- [EXERCISE REQUIREMENTS] What is needed here is every line of the records that includes "rock".

- [INFORMATION GIVEN]
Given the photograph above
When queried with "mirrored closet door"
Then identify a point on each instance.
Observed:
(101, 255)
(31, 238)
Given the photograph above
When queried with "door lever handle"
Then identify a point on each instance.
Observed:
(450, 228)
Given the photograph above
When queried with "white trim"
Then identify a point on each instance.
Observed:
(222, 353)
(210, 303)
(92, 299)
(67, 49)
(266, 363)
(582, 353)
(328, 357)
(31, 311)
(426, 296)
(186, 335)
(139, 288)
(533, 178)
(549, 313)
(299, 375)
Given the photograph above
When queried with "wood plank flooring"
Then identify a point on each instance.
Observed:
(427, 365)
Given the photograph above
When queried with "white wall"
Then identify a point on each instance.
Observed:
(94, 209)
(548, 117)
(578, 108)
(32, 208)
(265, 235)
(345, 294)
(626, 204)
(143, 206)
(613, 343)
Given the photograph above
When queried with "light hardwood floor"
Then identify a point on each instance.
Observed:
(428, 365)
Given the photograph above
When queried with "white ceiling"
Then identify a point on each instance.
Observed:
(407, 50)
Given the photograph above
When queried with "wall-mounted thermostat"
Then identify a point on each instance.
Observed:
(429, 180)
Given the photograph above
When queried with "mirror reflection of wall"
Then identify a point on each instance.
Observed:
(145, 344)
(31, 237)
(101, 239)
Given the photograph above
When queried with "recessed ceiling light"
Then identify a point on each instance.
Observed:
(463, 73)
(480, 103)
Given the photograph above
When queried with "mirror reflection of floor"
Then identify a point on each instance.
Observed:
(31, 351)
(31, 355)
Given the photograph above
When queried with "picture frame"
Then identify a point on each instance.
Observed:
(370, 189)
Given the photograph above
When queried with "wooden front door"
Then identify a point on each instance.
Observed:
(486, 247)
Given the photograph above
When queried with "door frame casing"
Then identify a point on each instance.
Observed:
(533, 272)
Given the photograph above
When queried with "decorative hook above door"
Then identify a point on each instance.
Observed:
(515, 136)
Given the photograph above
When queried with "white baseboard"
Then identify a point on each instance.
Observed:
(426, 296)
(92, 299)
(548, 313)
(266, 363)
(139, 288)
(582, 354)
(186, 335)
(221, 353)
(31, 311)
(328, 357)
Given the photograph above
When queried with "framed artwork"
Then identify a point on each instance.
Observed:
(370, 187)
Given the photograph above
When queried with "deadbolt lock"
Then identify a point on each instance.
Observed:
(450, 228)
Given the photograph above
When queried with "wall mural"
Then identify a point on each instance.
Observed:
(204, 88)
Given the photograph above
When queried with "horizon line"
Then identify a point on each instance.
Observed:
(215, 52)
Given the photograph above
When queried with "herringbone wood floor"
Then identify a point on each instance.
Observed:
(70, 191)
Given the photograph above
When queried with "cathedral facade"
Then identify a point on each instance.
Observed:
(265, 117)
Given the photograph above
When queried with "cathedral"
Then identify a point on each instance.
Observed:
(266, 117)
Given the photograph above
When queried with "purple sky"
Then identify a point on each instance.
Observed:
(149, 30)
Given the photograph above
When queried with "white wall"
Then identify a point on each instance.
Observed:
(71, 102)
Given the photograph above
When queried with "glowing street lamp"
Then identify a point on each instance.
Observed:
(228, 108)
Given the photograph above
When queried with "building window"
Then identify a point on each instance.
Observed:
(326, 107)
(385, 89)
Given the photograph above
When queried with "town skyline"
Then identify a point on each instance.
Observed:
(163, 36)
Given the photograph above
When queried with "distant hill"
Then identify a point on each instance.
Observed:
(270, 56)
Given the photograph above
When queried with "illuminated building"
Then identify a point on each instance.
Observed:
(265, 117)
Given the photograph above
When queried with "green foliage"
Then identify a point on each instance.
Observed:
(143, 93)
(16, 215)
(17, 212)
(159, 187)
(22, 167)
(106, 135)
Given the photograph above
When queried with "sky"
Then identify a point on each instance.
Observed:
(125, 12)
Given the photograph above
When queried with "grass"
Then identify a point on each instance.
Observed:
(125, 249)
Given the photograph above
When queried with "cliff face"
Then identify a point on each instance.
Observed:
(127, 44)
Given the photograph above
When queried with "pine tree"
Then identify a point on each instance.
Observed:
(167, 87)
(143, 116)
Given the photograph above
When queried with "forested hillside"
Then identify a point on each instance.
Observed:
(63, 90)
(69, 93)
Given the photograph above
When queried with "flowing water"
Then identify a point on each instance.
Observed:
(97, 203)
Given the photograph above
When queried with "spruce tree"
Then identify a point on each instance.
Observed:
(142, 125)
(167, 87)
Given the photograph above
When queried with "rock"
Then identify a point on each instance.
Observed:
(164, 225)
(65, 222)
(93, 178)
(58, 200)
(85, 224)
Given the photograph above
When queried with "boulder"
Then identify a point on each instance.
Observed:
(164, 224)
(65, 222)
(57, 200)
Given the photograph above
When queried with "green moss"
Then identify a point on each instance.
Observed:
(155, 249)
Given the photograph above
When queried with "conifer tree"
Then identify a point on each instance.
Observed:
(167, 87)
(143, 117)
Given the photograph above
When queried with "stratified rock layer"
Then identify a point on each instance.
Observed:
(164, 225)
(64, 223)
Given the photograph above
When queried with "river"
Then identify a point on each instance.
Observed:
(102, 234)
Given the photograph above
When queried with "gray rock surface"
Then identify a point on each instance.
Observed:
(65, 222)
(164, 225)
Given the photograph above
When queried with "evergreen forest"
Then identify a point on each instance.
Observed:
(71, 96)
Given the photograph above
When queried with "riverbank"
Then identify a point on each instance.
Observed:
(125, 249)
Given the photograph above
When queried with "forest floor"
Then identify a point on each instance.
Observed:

- [EXERCISE ANSWER]
When queried with "rock"
When queried with "stratified rock layer"
When queried with "gray rock surface"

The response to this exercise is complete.